▶ **Work item**: With nothing added and nothing dropped, write out all of the entries below.

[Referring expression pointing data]
○ ○ ○ ○ ○

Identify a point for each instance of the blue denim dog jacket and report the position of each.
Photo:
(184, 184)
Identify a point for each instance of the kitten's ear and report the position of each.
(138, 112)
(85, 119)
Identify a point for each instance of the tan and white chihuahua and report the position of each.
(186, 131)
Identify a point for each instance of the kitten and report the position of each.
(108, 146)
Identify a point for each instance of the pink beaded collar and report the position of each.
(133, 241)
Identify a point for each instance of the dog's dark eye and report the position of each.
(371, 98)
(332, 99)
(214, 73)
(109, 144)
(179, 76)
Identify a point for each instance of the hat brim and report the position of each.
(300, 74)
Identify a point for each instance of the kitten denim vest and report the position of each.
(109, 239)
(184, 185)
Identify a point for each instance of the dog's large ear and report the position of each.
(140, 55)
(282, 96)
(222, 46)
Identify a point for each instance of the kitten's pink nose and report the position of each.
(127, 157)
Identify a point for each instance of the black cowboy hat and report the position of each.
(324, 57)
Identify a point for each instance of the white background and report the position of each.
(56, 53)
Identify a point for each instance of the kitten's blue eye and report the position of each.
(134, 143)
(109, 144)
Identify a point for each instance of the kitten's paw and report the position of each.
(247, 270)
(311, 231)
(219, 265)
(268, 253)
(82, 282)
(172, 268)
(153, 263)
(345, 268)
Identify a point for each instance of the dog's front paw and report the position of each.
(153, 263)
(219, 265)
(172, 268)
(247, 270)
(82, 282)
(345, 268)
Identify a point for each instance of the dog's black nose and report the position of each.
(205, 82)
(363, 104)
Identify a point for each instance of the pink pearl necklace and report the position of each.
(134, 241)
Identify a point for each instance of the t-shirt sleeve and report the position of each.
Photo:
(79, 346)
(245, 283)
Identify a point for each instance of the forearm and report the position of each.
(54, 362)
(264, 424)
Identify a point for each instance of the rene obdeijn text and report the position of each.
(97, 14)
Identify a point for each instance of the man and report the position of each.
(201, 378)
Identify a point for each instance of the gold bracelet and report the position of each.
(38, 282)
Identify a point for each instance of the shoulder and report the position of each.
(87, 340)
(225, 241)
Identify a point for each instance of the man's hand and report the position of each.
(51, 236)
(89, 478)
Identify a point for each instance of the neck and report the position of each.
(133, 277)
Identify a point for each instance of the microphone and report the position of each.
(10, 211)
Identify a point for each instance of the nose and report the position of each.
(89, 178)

○ ○ ○ ○ ○

▶ **Task output**:
Identify a point for each instance of the blue denim dog jacket and report the position of each.
Photo:
(184, 184)
Identify a point for each instance of the kitten's ear and report the position of each.
(138, 112)
(85, 119)
Identify a point for each instance of the tan and white chihuahua and report the position of each.
(186, 131)
Identify a point for each instance of the kitten and report the position of each.
(108, 146)
Identify a point for each instance of the pink beaded collar and report the position of each.
(133, 241)
Identify a point for each instance of the dog's dark eye and report the position of each.
(371, 98)
(332, 99)
(214, 73)
(109, 144)
(179, 76)
Identify a point for each instance of the hat brim and report the position of each.
(300, 74)
Identify a point for each instance of the kitten denim vest and report the position of each.
(109, 239)
(184, 185)
Identify a point for each instance of the dog's large ear and report the position of each.
(140, 55)
(282, 96)
(222, 46)
Identify a point for each instance of the kitten's pink nose and report the position of each.
(127, 157)
Identify a point for each instance of the black cowboy hat and report the position of each.
(324, 57)
Identify a point for each instance of the white background and report the position of each.
(56, 53)
Identify a point for each instance of the kitten's blue eye and report the position of each.
(134, 143)
(109, 144)
Identify a point for each instance of the kitten's paw and report the position of each.
(247, 270)
(311, 231)
(219, 265)
(268, 253)
(82, 282)
(172, 268)
(153, 263)
(345, 268)
Identify a point for each instance of the dog's front paw and report the position of each.
(153, 263)
(219, 265)
(172, 268)
(247, 270)
(82, 282)
(345, 268)
Identify a point for each instance of the dog's black nose and report the position of each.
(205, 82)
(363, 104)
Identify a point for each instance of the pink pearl necklace and report the position of each.
(134, 241)
Identify a point for each instance of the t-shirt sleeve and report the position of each.
Photo:
(79, 346)
(245, 283)
Identify a point for each instance of the forearm and report the position of each.
(54, 362)
(264, 424)
Identify a point for each instance of the rene obdeijn text and report the position of each.
(97, 14)
Identify a point for each instance of the man and report the position of each.
(201, 378)
Identify a point for each instance of the gold bracelet and report the position of each.
(38, 282)
Identify a point for each instance of the shoulder and report the position of each.
(87, 340)
(225, 241)
Identify a point for each instance of the man's hand and report the position of each.
(51, 236)
(89, 478)
Identify a point for each instance of the neck and report the position of each.
(133, 277)
Identify a point for each instance of the microphone and report the position of each.
(10, 211)
Identify a point for each instance of the nose and report the position of each.
(89, 178)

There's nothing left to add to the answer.